**EXERCISE DESCRIPTION**
The answer must be an exact copy of every entry.
* * * * *
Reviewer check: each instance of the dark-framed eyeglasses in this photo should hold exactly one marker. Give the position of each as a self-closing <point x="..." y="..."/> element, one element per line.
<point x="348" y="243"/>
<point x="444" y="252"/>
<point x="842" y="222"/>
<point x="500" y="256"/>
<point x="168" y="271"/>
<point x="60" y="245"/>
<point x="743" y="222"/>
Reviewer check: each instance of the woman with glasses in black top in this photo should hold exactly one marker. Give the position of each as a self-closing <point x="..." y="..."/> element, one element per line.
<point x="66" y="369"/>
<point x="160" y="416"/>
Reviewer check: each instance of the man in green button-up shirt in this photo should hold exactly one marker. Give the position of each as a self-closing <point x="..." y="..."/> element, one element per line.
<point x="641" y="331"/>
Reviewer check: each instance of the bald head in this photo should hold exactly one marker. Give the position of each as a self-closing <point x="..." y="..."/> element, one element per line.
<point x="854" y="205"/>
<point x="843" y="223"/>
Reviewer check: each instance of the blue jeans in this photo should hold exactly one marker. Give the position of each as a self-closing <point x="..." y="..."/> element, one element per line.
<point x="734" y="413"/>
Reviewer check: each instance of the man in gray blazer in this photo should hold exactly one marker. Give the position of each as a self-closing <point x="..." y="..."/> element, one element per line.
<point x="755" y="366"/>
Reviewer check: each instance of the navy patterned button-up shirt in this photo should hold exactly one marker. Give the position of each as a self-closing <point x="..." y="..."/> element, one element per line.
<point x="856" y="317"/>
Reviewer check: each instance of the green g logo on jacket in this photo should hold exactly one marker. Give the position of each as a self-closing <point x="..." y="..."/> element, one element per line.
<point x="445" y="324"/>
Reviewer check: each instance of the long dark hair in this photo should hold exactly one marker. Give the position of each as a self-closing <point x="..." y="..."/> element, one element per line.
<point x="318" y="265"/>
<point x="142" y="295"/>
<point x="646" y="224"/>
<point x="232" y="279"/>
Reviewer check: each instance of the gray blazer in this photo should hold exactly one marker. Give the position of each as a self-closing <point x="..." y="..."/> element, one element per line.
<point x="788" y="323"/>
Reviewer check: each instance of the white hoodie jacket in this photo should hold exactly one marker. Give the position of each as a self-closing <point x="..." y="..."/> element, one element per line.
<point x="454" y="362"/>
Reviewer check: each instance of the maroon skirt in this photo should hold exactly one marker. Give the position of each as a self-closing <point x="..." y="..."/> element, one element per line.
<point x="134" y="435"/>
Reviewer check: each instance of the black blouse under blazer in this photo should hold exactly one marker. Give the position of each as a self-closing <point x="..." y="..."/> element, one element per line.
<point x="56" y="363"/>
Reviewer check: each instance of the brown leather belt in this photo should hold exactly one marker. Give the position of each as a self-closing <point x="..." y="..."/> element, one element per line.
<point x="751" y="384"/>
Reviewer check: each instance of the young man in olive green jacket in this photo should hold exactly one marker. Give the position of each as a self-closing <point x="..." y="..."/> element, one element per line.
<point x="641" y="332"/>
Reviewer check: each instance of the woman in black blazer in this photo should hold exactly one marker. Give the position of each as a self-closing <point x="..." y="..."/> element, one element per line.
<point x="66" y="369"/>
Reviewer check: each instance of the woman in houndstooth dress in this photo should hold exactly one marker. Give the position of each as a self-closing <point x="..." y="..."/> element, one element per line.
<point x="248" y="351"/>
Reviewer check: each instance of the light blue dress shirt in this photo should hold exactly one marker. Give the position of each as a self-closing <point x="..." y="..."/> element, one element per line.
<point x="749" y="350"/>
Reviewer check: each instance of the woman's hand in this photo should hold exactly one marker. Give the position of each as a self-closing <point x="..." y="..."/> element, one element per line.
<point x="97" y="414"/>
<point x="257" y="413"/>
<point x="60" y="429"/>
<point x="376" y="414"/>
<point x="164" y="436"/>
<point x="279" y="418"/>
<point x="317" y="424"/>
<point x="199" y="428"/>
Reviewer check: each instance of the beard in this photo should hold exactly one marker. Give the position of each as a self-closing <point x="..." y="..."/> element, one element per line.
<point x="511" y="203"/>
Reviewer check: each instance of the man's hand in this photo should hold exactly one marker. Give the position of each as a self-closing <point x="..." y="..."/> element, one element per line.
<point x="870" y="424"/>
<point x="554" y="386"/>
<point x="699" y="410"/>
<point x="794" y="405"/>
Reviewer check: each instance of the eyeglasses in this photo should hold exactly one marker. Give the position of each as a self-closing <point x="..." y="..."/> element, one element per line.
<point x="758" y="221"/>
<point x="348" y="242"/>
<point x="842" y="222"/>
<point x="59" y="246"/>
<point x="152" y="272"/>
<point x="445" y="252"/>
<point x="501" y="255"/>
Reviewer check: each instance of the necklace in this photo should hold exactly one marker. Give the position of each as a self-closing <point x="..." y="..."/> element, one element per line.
* * * * *
**PROBLEM SOLUTION**
Reviewer check: each instance of the dark-framed eyeglasses in this photo should hold exactly one marker. Give the position of each as a self-closing <point x="..." y="..."/> element, one element per line.
<point x="348" y="243"/>
<point x="444" y="252"/>
<point x="842" y="222"/>
<point x="500" y="256"/>
<point x="168" y="271"/>
<point x="60" y="245"/>
<point x="743" y="222"/>
Reviewer check: each instance of the woman with glasses in black top in this photo should hold exactly one marker. Give the position of each as a self-closing <point x="..." y="..."/> element, one element per line.
<point x="66" y="369"/>
<point x="160" y="416"/>
Reviewer check: each instance of the man in green button-up shirt in this photo should hold exactly one marker. Give the position of each as a self-closing <point x="..." y="..."/> element, one element per line.
<point x="641" y="331"/>
Reviewer check: each instance of the bald head in this photo should hold exactly one marker. Give the position of each as a self-closing <point x="..." y="..."/> element, one element per line.
<point x="854" y="205"/>
<point x="843" y="223"/>
Reviewer check: each instance of the blue jeans in this photo should hold exactly one marker. Give the position of each as a self-closing <point x="..." y="..."/> element, one element per line.
<point x="734" y="413"/>
Reviewer check: each instance of the man in gray blazer in this photo should hold exactly one marker. Give the position of each as a self-closing <point x="..." y="..."/> element, one element per line.
<point x="755" y="366"/>
Reviewer check: each instance of the navy patterned button-up shirt in this photo should hold exactly one marker. Give the position of each as a self-closing <point x="..." y="..."/> element, one element per line.
<point x="856" y="317"/>
Reviewer check: each instance of the green g logo on jacket in this photo should hold exactly one marker. Give the position of each as a self-closing <point x="..." y="..."/> element, one element per line.
<point x="445" y="324"/>
Reviewer check: each instance of the long dark hair in this photo should hold exactly one marker. Give the position of each as a self-closing <point x="..." y="..."/> element, one element per line.
<point x="318" y="265"/>
<point x="142" y="295"/>
<point x="646" y="224"/>
<point x="232" y="279"/>
Reviewer check: each instance of the gray blazer in this photo should hold exactly one marker. Give the position of each as a self-closing <point x="..." y="..."/> element, one element per line.
<point x="788" y="323"/>
Reviewer check: each instance of the white hoodie jacket in this photo should hold exactly one marker. Give the position of each as a self-closing <point x="..." y="..."/> element, one element per line.
<point x="454" y="362"/>
Reviewer check: each instance of the maroon skirt in this photo should hold exactly one marker. Give the position of each as a self-closing <point x="..." y="..."/> element, one element per line.
<point x="134" y="435"/>
Reviewer check: each instance of the black blouse under blazer in this photo should hold exactly one marker. Give the position of each as a self-closing <point x="..." y="..."/> element, one element per line.
<point x="56" y="363"/>
Reviewer check: each instance of the brown leather belt in this photo should hold exactly one marker. Give the position of each as a self-closing <point x="..." y="..."/> element, one element per line.
<point x="751" y="384"/>
Reviewer check: each instance of the young man in olive green jacket in this photo should hold exactly one marker. Give the position of each as a self-closing <point x="..." y="..."/> element, one element per line.
<point x="641" y="332"/>
Reviewer check: each instance of the woman in black blazer in this photo should hold exactly one marker. Give the position of each as a self-closing <point x="..." y="..."/> element, one element per line.
<point x="66" y="369"/>
Reviewer check: each instance of the woman in houndstooth dress in this photo should hold exactly one marker. Give the position of each as a self-closing <point x="..." y="..."/> element, one element per line.
<point x="248" y="351"/>
Reviewer check: each instance of the light blue dress shirt in this photo should hold exactly one marker. Give the position of each as a self-closing <point x="..." y="..."/> element, one element per line.
<point x="749" y="350"/>
Reviewer check: each instance of the woman's hand in this photo should hold exactly one marker. Give the position of each as a self-closing <point x="..." y="..."/> element, one element per line.
<point x="97" y="414"/>
<point x="257" y="413"/>
<point x="60" y="429"/>
<point x="376" y="414"/>
<point x="164" y="436"/>
<point x="279" y="418"/>
<point x="317" y="424"/>
<point x="199" y="428"/>
Reviewer check: each instance of the beard in this photo should hold exactly one marker. Give the position of each as a self-closing <point x="..." y="..."/> element, one element per line.
<point x="511" y="203"/>
Reviewer check: each instance of the man's hand in this photo should hold exactly one marker. Give the position of each as a self-closing <point x="..." y="..."/> element, one element per line.
<point x="870" y="424"/>
<point x="554" y="386"/>
<point x="699" y="410"/>
<point x="794" y="405"/>
Reviewer check: each instance of the eyeglasses in this photo should hold exactly one marker. Give the position of each as a self-closing <point x="..." y="..."/> element, one element per line.
<point x="758" y="221"/>
<point x="348" y="242"/>
<point x="842" y="222"/>
<point x="59" y="246"/>
<point x="152" y="272"/>
<point x="445" y="252"/>
<point x="501" y="255"/>
Reviewer check: each instance of the necklace in this photo should hold exactly one marker. Give the position of each as a self-closing <point x="..." y="..."/> element, one element per line.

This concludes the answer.